_WRITTEN PROBLEM:_
Extract the passage comparing Fair Embedding Engine's metric interface with WEFE and reproduce all of it word for word, including the code block.

***** EXTRACT *****

In the case of Fair Embedding Engine, the WE model is passed in the
metric instantiation. Then, the output value of the metric is computed
using the ``compute`` method of the metric object.

FEE differs somewhat from the WEFE standardization by making mandatory
to provide the model when instantiating each metric, making the metric
object model dependent. This makes it difficult to test several models
at once since you have to instantiate a different metric object for each
model.

On the other hand, FEE does not establish a clear mechanism for passing
sets of words of different sizes to the computation method: sets of
words are delivered directly with a star parameter \*, which defines an
arbitrary number of positional arguments. This lack of definition makes
it difficult for the user to understand how many and which word sets to
pass.

.. code:: ipython3

    from FEE.fee.metrics import WEAT as FEE_WEAT

    fee_weat = FEE_WEAT(fee_model)

***** ITEMS *****

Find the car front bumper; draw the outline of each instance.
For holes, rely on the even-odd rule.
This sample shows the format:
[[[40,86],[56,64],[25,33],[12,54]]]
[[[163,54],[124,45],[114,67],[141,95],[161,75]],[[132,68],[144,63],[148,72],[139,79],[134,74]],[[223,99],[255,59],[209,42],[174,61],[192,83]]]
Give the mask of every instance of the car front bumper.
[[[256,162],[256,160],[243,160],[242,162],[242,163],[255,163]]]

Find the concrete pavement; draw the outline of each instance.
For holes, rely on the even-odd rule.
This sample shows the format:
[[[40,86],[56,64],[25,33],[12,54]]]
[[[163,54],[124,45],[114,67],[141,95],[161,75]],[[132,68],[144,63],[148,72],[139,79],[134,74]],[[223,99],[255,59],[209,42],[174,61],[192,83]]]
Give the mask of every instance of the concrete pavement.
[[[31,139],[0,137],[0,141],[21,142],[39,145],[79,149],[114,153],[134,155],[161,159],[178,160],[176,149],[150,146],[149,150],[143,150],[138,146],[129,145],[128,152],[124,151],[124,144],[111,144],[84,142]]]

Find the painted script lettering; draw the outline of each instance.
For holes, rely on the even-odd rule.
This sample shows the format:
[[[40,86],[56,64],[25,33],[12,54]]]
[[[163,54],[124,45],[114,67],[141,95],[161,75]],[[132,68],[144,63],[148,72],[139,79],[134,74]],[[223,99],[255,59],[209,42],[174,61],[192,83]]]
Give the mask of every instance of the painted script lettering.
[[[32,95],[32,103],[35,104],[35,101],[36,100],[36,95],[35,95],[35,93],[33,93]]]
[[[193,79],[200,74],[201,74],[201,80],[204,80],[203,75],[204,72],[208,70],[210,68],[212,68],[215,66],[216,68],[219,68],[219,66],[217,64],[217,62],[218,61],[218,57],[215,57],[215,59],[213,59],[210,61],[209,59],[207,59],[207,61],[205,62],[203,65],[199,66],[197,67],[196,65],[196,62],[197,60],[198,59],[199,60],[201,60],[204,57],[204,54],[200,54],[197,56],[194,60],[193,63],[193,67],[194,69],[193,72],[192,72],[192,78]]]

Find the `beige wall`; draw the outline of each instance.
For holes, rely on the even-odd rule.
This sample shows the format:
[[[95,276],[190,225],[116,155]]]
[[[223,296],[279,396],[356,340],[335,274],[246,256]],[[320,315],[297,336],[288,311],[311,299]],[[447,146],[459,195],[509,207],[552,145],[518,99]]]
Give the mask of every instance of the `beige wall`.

*****

_RESULT OF THIS EXERCISE:_
In the case of Fair Embedding Engine, the WE model is passed in the
metric instantiation. Then, the output value of the metric is computed
using the ``compute`` method of the metric object.

FEE differs somewhat from the WEFE standardization by making mandatory
to provide the model when instantiating each metric, making the metric
object model dependent. This makes it difficult to test several models
at once since you have to instantiate a different metric object for each
model.

On the other hand, FEE does not establish a clear mechanism for passing
sets of words of different sizes to the computation method: sets of
words are delivered directly with a star parameter \*, which defines an
arbitrary number of positional arguments. This lack of definition makes
it difficult for the user to understand how many and which word sets to
pass.

.. code:: ipython3

    from FEE.fee.metrics import WEAT as FEE_WEAT

    fee_weat = FEE_WEAT(fee_model)